* What to produce:
Report every line in the listing below that contains the string "minaret", copying each such line in full.

(Saved data entries)
# # # #
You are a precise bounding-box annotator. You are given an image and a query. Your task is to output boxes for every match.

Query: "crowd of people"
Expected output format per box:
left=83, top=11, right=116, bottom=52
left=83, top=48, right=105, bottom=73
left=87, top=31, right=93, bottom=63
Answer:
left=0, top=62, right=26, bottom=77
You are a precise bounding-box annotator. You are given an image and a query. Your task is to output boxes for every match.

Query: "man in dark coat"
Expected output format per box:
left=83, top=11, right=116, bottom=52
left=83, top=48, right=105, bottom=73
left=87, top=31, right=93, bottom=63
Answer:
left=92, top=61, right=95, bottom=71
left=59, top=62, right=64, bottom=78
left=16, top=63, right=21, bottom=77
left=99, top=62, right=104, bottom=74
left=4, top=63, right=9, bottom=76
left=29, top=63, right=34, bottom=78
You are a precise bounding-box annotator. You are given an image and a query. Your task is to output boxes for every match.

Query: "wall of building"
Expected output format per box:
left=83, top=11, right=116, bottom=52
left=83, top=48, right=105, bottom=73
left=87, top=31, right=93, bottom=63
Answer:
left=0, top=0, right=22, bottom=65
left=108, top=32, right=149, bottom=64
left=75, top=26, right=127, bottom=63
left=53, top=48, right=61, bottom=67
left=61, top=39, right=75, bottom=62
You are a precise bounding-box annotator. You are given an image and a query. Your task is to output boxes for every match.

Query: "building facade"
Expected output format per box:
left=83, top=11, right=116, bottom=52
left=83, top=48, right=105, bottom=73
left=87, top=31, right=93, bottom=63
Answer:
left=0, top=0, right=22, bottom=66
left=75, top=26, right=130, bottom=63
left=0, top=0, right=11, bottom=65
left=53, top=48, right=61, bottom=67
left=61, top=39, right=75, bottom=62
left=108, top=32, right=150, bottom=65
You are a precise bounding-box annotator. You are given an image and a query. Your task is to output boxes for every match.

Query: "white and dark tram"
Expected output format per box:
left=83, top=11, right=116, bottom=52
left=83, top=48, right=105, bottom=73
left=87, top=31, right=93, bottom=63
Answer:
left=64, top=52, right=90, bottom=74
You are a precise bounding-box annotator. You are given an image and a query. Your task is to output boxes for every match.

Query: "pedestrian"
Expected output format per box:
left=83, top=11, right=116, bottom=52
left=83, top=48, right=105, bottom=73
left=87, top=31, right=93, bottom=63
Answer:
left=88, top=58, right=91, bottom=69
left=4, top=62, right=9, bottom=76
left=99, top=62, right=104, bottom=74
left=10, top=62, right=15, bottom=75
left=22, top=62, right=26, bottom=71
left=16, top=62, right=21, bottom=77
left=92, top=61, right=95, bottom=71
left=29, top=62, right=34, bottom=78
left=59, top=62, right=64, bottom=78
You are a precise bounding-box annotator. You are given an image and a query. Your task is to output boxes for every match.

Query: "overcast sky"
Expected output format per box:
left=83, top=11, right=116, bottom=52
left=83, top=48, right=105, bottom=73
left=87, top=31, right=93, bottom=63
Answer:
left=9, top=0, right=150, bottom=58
# # # #
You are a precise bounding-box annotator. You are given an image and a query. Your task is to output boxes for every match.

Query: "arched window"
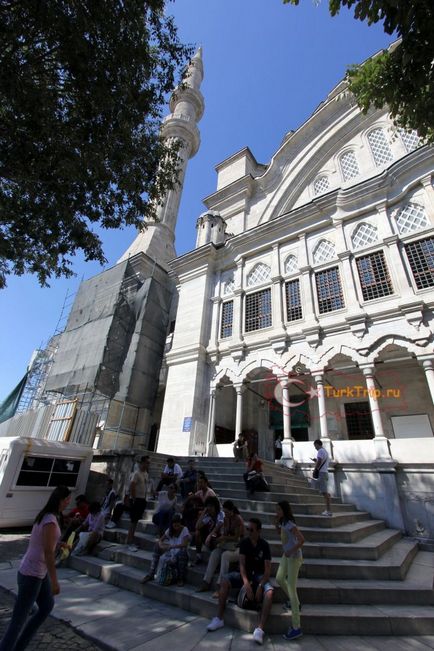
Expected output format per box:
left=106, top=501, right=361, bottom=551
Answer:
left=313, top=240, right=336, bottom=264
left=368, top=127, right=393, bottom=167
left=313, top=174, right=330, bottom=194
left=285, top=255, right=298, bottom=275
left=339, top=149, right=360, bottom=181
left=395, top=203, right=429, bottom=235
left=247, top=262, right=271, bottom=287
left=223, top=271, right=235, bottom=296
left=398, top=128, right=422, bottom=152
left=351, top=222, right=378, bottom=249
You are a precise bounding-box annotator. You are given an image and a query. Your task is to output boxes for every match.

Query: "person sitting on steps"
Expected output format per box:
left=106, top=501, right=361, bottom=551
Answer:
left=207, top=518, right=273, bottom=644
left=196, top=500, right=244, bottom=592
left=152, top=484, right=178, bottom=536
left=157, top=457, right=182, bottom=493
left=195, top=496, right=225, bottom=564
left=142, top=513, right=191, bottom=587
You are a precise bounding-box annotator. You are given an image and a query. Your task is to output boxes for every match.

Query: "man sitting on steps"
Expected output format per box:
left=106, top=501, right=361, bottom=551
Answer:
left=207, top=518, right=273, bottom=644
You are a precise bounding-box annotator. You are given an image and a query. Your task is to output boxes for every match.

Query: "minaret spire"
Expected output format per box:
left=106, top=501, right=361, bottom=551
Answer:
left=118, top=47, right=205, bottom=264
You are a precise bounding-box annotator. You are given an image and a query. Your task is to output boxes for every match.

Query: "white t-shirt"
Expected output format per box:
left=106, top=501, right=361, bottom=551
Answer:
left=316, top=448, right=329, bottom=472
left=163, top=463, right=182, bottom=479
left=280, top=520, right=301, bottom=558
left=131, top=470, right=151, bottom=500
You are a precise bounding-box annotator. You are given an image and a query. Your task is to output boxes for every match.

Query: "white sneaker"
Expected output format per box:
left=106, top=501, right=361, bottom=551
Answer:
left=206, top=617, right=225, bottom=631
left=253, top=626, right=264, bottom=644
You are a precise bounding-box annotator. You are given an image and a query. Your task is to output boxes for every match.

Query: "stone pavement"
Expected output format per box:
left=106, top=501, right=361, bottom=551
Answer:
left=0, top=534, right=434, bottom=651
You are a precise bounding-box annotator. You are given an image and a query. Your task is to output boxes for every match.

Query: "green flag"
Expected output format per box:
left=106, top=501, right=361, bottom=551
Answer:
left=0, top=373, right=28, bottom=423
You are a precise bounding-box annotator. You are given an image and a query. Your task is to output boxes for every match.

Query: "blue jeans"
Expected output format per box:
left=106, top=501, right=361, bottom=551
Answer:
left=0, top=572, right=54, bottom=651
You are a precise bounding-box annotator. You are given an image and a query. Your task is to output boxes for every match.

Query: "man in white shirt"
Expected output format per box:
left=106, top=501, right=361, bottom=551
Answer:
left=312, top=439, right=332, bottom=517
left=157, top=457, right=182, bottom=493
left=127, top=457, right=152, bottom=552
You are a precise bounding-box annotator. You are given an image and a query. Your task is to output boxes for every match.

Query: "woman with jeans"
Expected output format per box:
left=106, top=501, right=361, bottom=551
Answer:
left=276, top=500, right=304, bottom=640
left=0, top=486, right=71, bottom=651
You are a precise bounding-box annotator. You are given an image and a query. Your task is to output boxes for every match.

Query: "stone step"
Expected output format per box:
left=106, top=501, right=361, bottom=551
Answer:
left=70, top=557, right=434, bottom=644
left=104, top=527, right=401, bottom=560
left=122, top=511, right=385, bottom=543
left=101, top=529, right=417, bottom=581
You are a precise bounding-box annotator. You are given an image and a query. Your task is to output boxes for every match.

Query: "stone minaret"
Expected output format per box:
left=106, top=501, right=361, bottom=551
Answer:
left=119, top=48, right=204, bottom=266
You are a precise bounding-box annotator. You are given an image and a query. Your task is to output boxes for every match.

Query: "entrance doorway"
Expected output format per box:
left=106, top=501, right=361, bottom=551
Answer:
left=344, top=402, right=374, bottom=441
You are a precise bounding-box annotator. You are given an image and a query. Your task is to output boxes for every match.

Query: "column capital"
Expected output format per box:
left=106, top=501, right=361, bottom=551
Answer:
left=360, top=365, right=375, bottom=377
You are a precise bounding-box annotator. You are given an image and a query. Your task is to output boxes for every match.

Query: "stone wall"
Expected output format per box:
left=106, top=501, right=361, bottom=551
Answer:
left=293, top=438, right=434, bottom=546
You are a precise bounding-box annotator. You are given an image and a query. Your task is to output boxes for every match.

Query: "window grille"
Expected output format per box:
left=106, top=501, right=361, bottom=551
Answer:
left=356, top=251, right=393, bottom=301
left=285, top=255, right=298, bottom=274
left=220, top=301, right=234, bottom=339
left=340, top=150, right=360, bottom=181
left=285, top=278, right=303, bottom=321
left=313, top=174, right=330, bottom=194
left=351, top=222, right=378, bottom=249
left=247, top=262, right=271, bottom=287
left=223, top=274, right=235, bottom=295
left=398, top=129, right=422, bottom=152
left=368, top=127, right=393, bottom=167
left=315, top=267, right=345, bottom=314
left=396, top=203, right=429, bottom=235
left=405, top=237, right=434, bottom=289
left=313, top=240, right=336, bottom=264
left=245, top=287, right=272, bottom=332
# # # #
* Answer:
Query: "minaret spire"
Query: "stone minaret"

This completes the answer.